**Excerpted records**

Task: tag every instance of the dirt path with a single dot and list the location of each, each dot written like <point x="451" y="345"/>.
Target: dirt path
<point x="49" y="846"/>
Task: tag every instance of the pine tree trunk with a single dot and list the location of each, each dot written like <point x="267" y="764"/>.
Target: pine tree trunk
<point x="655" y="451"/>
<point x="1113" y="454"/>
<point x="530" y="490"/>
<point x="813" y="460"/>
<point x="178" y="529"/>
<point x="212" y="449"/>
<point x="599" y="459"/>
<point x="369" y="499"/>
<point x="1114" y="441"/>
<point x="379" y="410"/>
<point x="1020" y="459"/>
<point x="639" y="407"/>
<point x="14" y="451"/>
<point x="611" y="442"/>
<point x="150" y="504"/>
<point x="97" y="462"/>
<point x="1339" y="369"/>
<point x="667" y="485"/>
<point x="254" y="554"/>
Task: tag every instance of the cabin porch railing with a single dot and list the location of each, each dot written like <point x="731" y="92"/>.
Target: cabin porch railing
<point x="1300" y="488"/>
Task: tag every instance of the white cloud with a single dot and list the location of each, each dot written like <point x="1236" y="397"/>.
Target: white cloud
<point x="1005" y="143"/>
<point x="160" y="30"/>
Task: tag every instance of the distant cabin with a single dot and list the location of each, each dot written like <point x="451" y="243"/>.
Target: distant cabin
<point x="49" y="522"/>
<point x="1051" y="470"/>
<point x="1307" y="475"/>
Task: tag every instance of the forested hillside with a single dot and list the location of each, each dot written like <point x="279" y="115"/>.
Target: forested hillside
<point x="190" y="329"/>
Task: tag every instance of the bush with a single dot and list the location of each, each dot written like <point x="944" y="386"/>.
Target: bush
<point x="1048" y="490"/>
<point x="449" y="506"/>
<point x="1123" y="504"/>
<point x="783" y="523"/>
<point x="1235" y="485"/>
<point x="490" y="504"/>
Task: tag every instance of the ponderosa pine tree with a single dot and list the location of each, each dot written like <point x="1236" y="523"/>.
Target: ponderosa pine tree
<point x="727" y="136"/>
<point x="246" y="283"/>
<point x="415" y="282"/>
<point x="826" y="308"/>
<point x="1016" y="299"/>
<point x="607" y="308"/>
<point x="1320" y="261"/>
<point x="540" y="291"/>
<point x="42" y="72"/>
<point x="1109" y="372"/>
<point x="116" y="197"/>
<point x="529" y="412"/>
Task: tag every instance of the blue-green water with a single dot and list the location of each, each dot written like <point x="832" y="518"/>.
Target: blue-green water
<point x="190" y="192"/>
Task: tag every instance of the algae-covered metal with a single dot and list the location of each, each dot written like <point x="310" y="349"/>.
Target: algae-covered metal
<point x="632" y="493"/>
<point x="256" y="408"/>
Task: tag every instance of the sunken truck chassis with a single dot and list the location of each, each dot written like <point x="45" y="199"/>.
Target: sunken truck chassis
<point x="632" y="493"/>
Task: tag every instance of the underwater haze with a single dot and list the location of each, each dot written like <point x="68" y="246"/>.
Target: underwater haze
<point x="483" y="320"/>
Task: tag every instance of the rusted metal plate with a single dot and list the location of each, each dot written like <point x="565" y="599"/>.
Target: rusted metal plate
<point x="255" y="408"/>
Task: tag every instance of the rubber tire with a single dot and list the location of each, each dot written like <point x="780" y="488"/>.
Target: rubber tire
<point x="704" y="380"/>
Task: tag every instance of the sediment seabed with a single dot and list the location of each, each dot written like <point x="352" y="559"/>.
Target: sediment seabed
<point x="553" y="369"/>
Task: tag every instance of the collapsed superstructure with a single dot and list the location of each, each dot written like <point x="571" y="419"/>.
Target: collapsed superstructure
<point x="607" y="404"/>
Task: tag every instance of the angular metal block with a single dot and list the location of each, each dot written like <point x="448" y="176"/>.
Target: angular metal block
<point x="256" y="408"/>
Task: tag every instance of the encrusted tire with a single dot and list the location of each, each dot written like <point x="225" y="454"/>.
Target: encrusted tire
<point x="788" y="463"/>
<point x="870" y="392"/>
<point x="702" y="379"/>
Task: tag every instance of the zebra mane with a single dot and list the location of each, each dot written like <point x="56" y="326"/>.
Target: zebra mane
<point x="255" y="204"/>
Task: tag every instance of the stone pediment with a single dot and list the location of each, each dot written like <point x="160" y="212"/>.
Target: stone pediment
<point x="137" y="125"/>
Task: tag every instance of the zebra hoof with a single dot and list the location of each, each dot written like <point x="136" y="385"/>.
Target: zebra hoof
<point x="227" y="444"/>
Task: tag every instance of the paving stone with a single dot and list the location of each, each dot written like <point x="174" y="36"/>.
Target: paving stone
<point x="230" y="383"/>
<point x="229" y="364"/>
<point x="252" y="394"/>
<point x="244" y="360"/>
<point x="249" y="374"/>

**What the task asks**
Write every record above out again exactly as it stands.

**Your solution**
Task: tag every instance of the dirt path with a single dot and list the location of each, each dot written like <point x="451" y="345"/>.
Target: dirt path
<point x="49" y="846"/>
Task: tag every instance of the pine tree trunk with a single dot and list the location of each, each dot written like <point x="267" y="764"/>.
Target: pine tree trunk
<point x="655" y="451"/>
<point x="1113" y="454"/>
<point x="530" y="490"/>
<point x="813" y="460"/>
<point x="178" y="529"/>
<point x="212" y="449"/>
<point x="599" y="459"/>
<point x="369" y="499"/>
<point x="1114" y="441"/>
<point x="379" y="410"/>
<point x="1020" y="459"/>
<point x="639" y="407"/>
<point x="14" y="451"/>
<point x="611" y="442"/>
<point x="150" y="504"/>
<point x="97" y="462"/>
<point x="1339" y="369"/>
<point x="667" y="485"/>
<point x="254" y="554"/>
Task: tag every instance of the cabin porch railing with a single dot and list the location of each, each dot written like <point x="731" y="92"/>.
Target: cabin porch railing
<point x="1300" y="488"/>
Task: tag every instance of the white cloud with a single dot and list the location of each, each dot written like <point x="1236" y="397"/>.
Target: white cloud
<point x="1005" y="143"/>
<point x="160" y="30"/>
Task: tag every instance of the distant cabin with a single dot and list the location of each, each dot written like <point x="451" y="243"/>.
Target: distant cabin
<point x="49" y="522"/>
<point x="1051" y="470"/>
<point x="1307" y="475"/>
Task: tag every instance of the forested hillside with a single dot and list the location of each, each dot written like <point x="279" y="115"/>.
Target: forested hillside
<point x="190" y="329"/>
Task: tag every instance of the bush with a single dot and list the location of each, each dot written like <point x="944" y="386"/>.
Target: bush
<point x="1048" y="490"/>
<point x="449" y="506"/>
<point x="1123" y="504"/>
<point x="783" y="523"/>
<point x="1235" y="485"/>
<point x="490" y="504"/>
Task: tag every instance of the ponderosa pine tree with a single dot and list the location of each, each dot written like <point x="1236" y="523"/>.
Target: ponderosa pine tree
<point x="727" y="136"/>
<point x="246" y="283"/>
<point x="415" y="282"/>
<point x="826" y="308"/>
<point x="1016" y="299"/>
<point x="607" y="308"/>
<point x="1320" y="261"/>
<point x="540" y="291"/>
<point x="42" y="72"/>
<point x="1109" y="372"/>
<point x="116" y="197"/>
<point x="529" y="412"/>
Task: tag every instance of the blue-green water with a single dot and list the location of each, each dot written like <point x="832" y="518"/>.
Target: blue-green water
<point x="190" y="192"/>
Task: tag every instance of the algae-covered metal with a single dot and list the location of each, each dot written like <point x="310" y="349"/>.
Target: algae-covered metal
<point x="632" y="493"/>
<point x="256" y="408"/>
Task: tag every instance of the sunken truck chassis with a single dot and list the location of each, each dot written like <point x="45" y="199"/>.
Target: sunken truck chassis
<point x="632" y="493"/>
Task: tag every instance of the underwater haze with a single dot and list the location of each, each dot written like <point x="68" y="246"/>.
Target: underwater haze
<point x="483" y="320"/>
Task: tag every instance of the rusted metal plate with a single dot and list the location of each, each dot written like <point x="565" y="599"/>.
Target: rusted metal plate
<point x="255" y="408"/>
Task: tag every instance of the rubber tire with a single dot and list the location of each, each dot written like <point x="780" y="488"/>.
Target: rubber tire
<point x="704" y="380"/>
Task: tag every instance of the sediment seabed with a single dot and list the location of each, each dot written like <point x="352" y="559"/>.
Target: sediment seabed
<point x="553" y="369"/>
Task: tag every instance of the collapsed superstructure with a single dot and list the location of each, each dot written like <point x="571" y="419"/>.
Target: collapsed superstructure
<point x="607" y="404"/>
Task: tag every instance of the angular metal block with a single dot and list the location of each, each dot written like <point x="448" y="176"/>.
Target: angular metal block
<point x="256" y="408"/>
Task: tag every instance of the encrusted tire with a single dot and list the location of each, each dot written like <point x="225" y="454"/>.
Target: encrusted tire
<point x="788" y="463"/>
<point x="870" y="392"/>
<point x="702" y="379"/>
Task: tag every instance of the zebra mane with a single dot and list the location of each, each dot written like <point x="56" y="326"/>.
Target: zebra mane
<point x="255" y="204"/>
Task: tag every instance of the stone pediment with a single dot and list the location of each, each dot written like <point x="160" y="212"/>.
Target: stone pediment
<point x="137" y="125"/>
Task: tag every instance of the zebra hoof with a single dot and list the location of each, each dot written like <point x="136" y="385"/>.
Target: zebra hoof
<point x="227" y="444"/>
Task: tag every instance of the paving stone with a single dot and list the location of each, each dot written like <point x="174" y="36"/>.
Target: paving stone
<point x="230" y="383"/>
<point x="229" y="364"/>
<point x="252" y="394"/>
<point x="244" y="360"/>
<point x="249" y="374"/>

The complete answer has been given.